### GOAL OF THE EXERCISE:
In the entries below, change every "snug box" to "tight box" and reproduce everything else unchanged.
╭─ DATA IN THIS EXERCISE
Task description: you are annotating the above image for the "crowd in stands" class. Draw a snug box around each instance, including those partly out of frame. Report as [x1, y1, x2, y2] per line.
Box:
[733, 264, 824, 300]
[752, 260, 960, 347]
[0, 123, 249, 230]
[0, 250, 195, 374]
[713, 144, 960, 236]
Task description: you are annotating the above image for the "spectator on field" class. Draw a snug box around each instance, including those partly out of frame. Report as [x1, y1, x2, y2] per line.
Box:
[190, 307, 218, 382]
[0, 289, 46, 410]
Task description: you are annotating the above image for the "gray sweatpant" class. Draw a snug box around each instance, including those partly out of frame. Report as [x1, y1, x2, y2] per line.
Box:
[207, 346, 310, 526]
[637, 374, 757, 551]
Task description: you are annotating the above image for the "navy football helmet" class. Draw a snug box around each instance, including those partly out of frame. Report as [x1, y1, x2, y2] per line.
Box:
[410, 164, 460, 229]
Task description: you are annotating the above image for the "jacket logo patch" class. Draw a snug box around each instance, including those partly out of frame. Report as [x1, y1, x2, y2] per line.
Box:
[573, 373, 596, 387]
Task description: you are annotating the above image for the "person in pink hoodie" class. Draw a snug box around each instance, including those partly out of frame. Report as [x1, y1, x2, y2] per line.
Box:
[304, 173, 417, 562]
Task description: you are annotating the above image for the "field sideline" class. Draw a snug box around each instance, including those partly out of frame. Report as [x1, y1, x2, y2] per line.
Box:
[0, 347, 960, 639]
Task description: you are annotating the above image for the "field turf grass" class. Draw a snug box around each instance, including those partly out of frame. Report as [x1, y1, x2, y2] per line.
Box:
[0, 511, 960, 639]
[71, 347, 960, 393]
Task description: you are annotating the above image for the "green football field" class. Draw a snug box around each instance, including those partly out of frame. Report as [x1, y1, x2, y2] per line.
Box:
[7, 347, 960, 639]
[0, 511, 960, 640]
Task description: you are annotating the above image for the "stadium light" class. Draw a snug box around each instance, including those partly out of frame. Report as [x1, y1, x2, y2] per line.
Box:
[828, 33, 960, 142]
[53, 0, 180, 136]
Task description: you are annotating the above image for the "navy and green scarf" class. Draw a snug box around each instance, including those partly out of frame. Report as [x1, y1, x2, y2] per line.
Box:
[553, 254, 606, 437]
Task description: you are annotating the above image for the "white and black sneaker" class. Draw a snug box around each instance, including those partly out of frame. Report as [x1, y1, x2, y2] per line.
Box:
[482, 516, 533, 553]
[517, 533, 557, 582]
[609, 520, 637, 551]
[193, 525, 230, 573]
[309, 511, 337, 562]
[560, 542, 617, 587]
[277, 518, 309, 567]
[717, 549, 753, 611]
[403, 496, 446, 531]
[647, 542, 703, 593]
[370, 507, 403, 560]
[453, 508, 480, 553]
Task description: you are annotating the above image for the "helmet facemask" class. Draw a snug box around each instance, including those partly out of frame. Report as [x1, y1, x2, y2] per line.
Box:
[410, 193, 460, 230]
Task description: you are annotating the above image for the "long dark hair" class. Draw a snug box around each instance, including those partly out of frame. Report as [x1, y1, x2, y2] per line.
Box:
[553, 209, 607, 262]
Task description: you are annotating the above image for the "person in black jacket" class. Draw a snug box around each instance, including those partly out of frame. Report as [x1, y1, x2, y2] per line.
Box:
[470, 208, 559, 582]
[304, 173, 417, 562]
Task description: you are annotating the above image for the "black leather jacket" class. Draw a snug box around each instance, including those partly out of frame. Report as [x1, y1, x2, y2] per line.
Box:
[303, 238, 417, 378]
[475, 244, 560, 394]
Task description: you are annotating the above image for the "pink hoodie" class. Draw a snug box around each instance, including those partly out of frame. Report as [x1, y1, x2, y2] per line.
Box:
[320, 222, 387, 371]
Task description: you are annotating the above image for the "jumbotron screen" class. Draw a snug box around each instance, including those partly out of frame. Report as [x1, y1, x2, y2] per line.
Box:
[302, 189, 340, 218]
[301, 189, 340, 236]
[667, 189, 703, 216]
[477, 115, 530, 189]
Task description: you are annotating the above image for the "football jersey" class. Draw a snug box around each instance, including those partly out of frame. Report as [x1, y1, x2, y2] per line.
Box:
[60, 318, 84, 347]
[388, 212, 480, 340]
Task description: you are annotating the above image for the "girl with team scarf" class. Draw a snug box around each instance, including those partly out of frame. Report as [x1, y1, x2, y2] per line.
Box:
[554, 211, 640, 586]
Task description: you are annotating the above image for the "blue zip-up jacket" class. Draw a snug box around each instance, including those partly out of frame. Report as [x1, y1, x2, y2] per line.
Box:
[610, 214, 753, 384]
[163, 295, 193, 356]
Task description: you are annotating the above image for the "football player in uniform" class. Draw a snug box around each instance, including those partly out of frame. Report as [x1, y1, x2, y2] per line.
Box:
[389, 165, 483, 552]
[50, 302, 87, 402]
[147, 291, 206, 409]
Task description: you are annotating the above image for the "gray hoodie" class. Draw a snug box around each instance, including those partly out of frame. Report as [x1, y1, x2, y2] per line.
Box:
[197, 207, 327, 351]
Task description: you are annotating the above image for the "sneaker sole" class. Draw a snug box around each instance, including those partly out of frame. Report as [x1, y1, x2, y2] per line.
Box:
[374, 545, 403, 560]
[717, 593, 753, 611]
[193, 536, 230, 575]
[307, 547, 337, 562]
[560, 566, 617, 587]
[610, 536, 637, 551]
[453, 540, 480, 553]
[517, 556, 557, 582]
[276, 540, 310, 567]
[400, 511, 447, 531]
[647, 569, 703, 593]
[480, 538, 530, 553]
╰─
### EXERCISE ANSWER:
Task description: you are annotating the above image for the "crowd in stands" class. Draw a tight box around each instance, including those partly out of frame. Report as [x1, y1, x2, y2] per line.
Box:
[733, 264, 824, 300]
[752, 260, 960, 347]
[0, 123, 249, 230]
[0, 250, 195, 374]
[713, 144, 960, 236]
Task description: you are annotating the above image for the "spectator on field" class. Draw a tight box around each instance, including those partly out of frame. Report as [x1, y1, x2, y2] per line.
Box:
[190, 307, 218, 382]
[0, 289, 46, 410]
Task description: you are annotating the above image for the "gray sweatpant" class. Draw a tight box around each instance, including those partly out of frame. Report as [x1, y1, x2, y2] per line.
Box:
[207, 346, 310, 526]
[637, 374, 757, 551]
Task description: you are annotating the above image for the "navy football helmet" class. Draw a tight box around each instance, including those partly out of frame. Report as [x1, y1, x2, y2] per line.
Box:
[410, 164, 460, 229]
Task description: you are annotating the above image for the "jacket logo patch" class. Draw a tight box around each instance, including those partly out of frame. Report as [x1, y1, x2, y2] per line.
Box:
[573, 373, 596, 387]
Task description: you are annotating the above image for the "person in pink hoodie" class. Draw a tight box around each instance, including those partly out of frame. Report as [x1, y1, x2, y2] per line.
Box:
[304, 173, 417, 562]
Task description: you are annotating the above image for the "field sideline" class. Draw a tight box around each instance, including those partly out of frame. Report as [x1, y1, x2, y2] per line.
Box:
[0, 347, 960, 639]
Task description: you are annotating the above image for the "field turf grass" class. Draw a tight box around each instance, including those partly out of frame. Report as [x1, y1, x2, y2] per line.
Box:
[0, 511, 960, 639]
[71, 347, 960, 393]
Task description: you are annotating the above image for the "green football field" class. Draw a tight box around each instance, including those partly out of frame. Report as [x1, y1, x2, y2] per line.
Box:
[7, 347, 960, 639]
[0, 511, 960, 640]
Task description: you are annotating the above image for the "stadium light" class. Draw a tight box around each instance, including those partly out of frame. Report as [x1, y1, x2, y2] per line.
Box:
[828, 33, 960, 142]
[53, 0, 180, 136]
Task description: you are annotating the above image for the "navy and green scarf" class. Draw a tight box around each instance, including those partly out of frame. Report as [x1, y1, x2, y2] per line.
Box:
[553, 254, 606, 437]
Task description: you are annotating the above image for the "white and black sneaker" class. Draw a tight box around each instance, including those partly out of frame. Report as [x1, y1, x2, y2] per line.
Box:
[482, 516, 533, 553]
[517, 533, 557, 582]
[609, 520, 637, 551]
[193, 525, 230, 573]
[309, 511, 337, 562]
[560, 542, 617, 587]
[277, 518, 309, 567]
[717, 549, 753, 611]
[403, 496, 446, 531]
[647, 542, 703, 593]
[370, 507, 403, 560]
[453, 508, 480, 553]
Task description: you are annotating the above image for the "helmet facemask" class. Draw a tight box around each instance, including those partly out of frame. Report as [x1, y1, x2, y2] per line.
Box:
[410, 193, 460, 230]
Task description: you are annotating the above image for the "long dark hair" class. Draw a tight box around each instance, including those partly out of frame. Report as [x1, y1, x2, y2] per line.
Box:
[553, 209, 607, 262]
Task description: you are annotating the above image for the "person in black jacket" class. Draw a tight box around each instance, including those partly out of frame. Report as [x1, y1, x2, y2] per line.
Box:
[470, 208, 559, 582]
[304, 173, 417, 562]
Task description: you are annotating the above image for the "black leather jacket" class. Draw a tight box around each instance, including those partly out of frame. Report as [x1, y1, x2, y2] per line.
Box:
[303, 238, 417, 378]
[475, 244, 560, 394]
Task description: you are annotating the above image for the "pink hoodie" class. Draw a tight box around each instance, including those partly out of frame. Report as [x1, y1, x2, y2] per line.
Box:
[320, 222, 387, 371]
Task description: you are annotating the above image for the "jumbotron screen" class. Draw a tight box around each instance, including those partly out of frame. Report as [x1, y1, x2, y2] per line.
Box:
[302, 189, 340, 218]
[301, 189, 340, 236]
[667, 189, 703, 216]
[477, 115, 530, 189]
Task description: you are annotating the above image for the "football jersey" class. Draw a tight box around each instance, including those partly out of frame. Report as [x1, y1, x2, y2] per line.
Box:
[60, 318, 84, 347]
[388, 212, 480, 340]
Task description: you are annotating the above image for the "girl with team scarf" class. Draw a tight box around each instance, including those partly out of frame. Report as [x1, y1, x2, y2] per line.
Box:
[554, 211, 640, 586]
Task description: you are annotating the above image for the "blue zip-up jacket" class. Draw a tight box around each instance, including those partly out of frame. Report as [x1, y1, x2, y2] per line.
Box:
[610, 214, 753, 384]
[163, 295, 193, 356]
Task description: you are annotating the above image for the "football player in uniform" class. Draw a tight box around each instance, including those partly out of frame. Report as [x1, y1, x2, y2] per line.
Box:
[389, 165, 483, 552]
[50, 302, 87, 402]
[147, 291, 206, 409]
Task description: you are annotating the above image for the "gray hoodie" class. Draw a tight box around each instance, including those partly out of frame. Report as [x1, y1, x2, y2] per line.
Box:
[197, 207, 327, 351]
Task description: you are annotating the above image for the "sneaker sole" class. Draw a tight box around each instance, including those partly out of frame. Report as [x1, y1, x2, y2] per line.
Box:
[374, 545, 403, 560]
[717, 593, 753, 611]
[193, 536, 230, 575]
[307, 547, 337, 562]
[560, 566, 617, 587]
[610, 536, 637, 551]
[453, 540, 480, 553]
[517, 556, 557, 582]
[276, 540, 310, 567]
[400, 511, 447, 531]
[647, 569, 703, 593]
[480, 538, 530, 553]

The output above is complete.